**TEXT EXTRACT**
--- Begin ---

Q&A with Composer Richard Danielpour (Part II)

The Curtis Institute of Music will honor distinguished composition faculty member, Richard Danielpour, on Wednesday, April 19, 2023, at 8:00 p.m. with a concert celebrating the artistry, enduring impact, and 25th anniversary of this GRAMMY Award-winning composer’s appointment to the school’s renowned composition faculty. Learn more about “Music of Richard Danielpour,” featuring the world premiere of Four Portraits, with acclaimed pianist Amy Yang (’06).

In part two of this Q&A series, the highly sought-after American composer discusses how he came to Curtis and shares his thoughts on the three works featured in this upcoming Curtis Presents concert at Field Concert Hall.


 

In an ongoing career of innumerable highlights, what is it about this event that really resonates with you?
I love this place and have a very special feeling in my heart for what Curtis has stood for all these years. I’m most proud of the way the structure of the composition program works, which is essentially what I designed. Before I got there, it didn’t have a structure of any sort. Now, every year for the last twenty-five years, we’ve had an orchestra concert in the spring and a chamber concert in the fall that feature student commissions, especially the students who prove themselves worthy after a year or two of being there.

The other thing we’ve engendered is that we wanted this to be a family of composers who work together, not people competing against one another like some schools live and function. We wanted this to be a family. So, when I was there, we encouraged the students to help one another. I remember many instances when one student who finished his orchestra piece stayed up all night helping another one finish their parts. I worked very hard to ensure that would continue.

--- End ---

**DATA SHOWN**
--- Begin ---

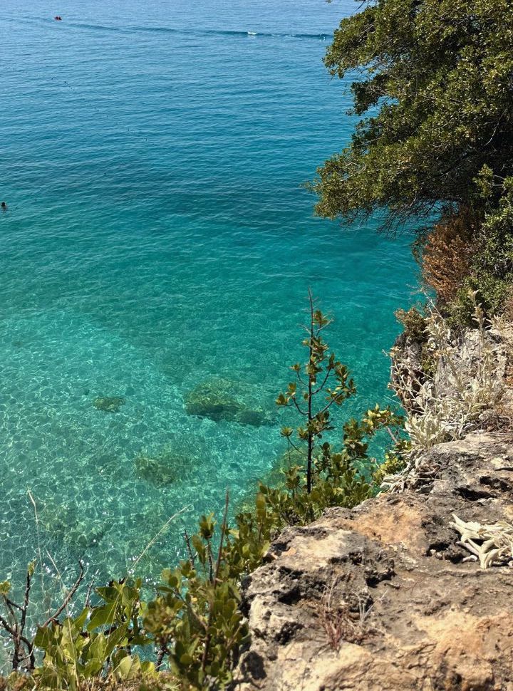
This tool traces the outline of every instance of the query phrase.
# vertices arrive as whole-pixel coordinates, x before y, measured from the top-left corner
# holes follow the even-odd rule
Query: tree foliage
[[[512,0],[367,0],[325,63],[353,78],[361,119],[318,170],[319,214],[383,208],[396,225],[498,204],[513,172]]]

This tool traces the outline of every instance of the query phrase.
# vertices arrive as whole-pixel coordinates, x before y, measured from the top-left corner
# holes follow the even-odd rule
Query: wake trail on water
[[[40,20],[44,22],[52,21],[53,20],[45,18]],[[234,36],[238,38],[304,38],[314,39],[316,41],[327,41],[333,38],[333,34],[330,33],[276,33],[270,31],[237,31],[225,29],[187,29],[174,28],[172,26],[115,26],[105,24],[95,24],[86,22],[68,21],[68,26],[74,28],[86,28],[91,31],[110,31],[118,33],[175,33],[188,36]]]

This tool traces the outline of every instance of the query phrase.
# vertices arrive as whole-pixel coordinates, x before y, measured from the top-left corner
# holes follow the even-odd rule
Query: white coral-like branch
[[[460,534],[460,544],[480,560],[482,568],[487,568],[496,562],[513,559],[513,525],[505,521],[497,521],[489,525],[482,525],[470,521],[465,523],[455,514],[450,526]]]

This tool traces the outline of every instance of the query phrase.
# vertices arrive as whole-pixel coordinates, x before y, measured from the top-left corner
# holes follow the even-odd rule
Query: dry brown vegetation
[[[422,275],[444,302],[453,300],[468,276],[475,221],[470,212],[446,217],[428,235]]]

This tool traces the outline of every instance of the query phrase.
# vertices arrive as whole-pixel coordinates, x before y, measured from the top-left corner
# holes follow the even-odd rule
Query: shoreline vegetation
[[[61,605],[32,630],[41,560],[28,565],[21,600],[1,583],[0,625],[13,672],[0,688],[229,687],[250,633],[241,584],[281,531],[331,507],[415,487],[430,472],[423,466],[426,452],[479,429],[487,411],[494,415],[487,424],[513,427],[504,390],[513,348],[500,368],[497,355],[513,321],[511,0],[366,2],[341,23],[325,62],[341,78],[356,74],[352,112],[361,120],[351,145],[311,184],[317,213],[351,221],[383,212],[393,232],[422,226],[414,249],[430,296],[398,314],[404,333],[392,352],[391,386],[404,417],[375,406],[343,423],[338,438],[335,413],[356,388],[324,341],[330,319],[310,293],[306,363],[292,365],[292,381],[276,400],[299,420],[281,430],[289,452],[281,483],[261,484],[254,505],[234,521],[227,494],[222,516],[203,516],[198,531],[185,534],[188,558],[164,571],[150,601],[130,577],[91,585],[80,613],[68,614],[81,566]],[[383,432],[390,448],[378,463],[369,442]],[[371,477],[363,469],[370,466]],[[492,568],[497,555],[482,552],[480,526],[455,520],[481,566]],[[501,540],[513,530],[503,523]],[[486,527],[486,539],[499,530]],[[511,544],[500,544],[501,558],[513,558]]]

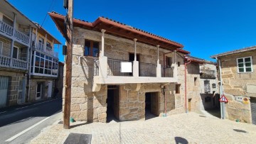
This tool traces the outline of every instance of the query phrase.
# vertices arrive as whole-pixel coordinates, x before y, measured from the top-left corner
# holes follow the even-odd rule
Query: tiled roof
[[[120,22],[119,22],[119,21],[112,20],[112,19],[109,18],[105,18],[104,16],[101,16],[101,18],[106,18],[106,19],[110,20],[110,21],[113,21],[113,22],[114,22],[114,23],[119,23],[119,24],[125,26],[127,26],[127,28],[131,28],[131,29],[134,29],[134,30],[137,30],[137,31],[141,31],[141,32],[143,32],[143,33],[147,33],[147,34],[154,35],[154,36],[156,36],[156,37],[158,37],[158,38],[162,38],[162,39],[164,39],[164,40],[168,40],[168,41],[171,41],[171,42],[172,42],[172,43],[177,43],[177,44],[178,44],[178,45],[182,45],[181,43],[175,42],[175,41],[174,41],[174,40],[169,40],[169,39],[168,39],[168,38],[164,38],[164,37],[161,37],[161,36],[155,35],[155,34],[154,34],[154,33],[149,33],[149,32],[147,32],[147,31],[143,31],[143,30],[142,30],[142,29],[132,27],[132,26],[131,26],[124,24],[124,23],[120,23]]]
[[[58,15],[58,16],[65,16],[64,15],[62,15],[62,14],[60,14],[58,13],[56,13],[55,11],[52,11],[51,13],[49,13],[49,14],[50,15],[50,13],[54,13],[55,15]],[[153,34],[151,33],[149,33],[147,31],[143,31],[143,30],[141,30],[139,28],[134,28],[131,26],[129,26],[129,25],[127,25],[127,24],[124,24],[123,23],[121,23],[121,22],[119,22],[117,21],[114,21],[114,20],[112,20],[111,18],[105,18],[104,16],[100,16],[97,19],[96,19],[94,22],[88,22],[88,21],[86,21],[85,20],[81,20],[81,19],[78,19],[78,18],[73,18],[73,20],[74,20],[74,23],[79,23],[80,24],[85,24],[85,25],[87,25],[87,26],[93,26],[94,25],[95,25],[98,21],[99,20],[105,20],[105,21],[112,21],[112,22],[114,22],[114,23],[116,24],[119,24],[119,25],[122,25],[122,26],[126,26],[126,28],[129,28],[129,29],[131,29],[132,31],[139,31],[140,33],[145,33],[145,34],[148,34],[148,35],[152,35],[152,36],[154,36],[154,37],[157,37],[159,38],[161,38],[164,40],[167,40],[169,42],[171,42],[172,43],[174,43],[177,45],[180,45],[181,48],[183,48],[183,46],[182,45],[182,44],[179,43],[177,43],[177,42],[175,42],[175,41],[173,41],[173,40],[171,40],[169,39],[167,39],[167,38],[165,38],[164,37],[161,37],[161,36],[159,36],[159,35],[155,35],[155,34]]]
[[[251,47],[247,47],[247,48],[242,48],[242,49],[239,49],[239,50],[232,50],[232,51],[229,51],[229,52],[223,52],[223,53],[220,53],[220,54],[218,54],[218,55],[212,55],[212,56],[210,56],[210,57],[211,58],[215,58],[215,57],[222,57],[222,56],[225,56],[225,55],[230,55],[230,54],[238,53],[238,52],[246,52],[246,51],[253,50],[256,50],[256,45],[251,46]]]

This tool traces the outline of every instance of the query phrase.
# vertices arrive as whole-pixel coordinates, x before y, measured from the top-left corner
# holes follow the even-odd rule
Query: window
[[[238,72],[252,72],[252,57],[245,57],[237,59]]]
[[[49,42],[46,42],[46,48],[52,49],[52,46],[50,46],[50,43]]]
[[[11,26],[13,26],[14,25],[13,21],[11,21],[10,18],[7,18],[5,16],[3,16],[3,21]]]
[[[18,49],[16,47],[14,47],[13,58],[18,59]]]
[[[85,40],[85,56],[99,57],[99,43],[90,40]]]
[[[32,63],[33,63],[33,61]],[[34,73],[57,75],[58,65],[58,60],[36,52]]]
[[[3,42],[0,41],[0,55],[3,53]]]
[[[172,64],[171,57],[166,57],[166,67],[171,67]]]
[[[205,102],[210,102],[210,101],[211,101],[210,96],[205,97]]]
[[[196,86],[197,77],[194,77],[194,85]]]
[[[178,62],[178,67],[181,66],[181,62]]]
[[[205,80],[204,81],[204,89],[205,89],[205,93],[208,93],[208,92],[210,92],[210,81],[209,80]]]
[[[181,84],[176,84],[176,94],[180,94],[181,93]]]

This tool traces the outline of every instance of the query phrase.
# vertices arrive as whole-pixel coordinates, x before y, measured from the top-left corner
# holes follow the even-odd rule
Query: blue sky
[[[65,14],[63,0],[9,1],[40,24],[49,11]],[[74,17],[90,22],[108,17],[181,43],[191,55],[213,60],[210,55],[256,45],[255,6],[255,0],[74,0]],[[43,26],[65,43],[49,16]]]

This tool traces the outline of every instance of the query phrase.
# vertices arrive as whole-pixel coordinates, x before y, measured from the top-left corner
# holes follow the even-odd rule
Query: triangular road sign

--- End ---

**DIRECTIVES**
A. According to the Danielpour Q&A, what two concerts has the composition program held each year for the last twenty-five years?
B. Report each line of the records that contains the word "vegetation".

**SOLUTIONS IN ORDER**
A. An orchestra concert in the spring and a chamber concert in the fall, both featuring student commissions.

B.
Query: dry brown vegetation
Query: shoreline vegetation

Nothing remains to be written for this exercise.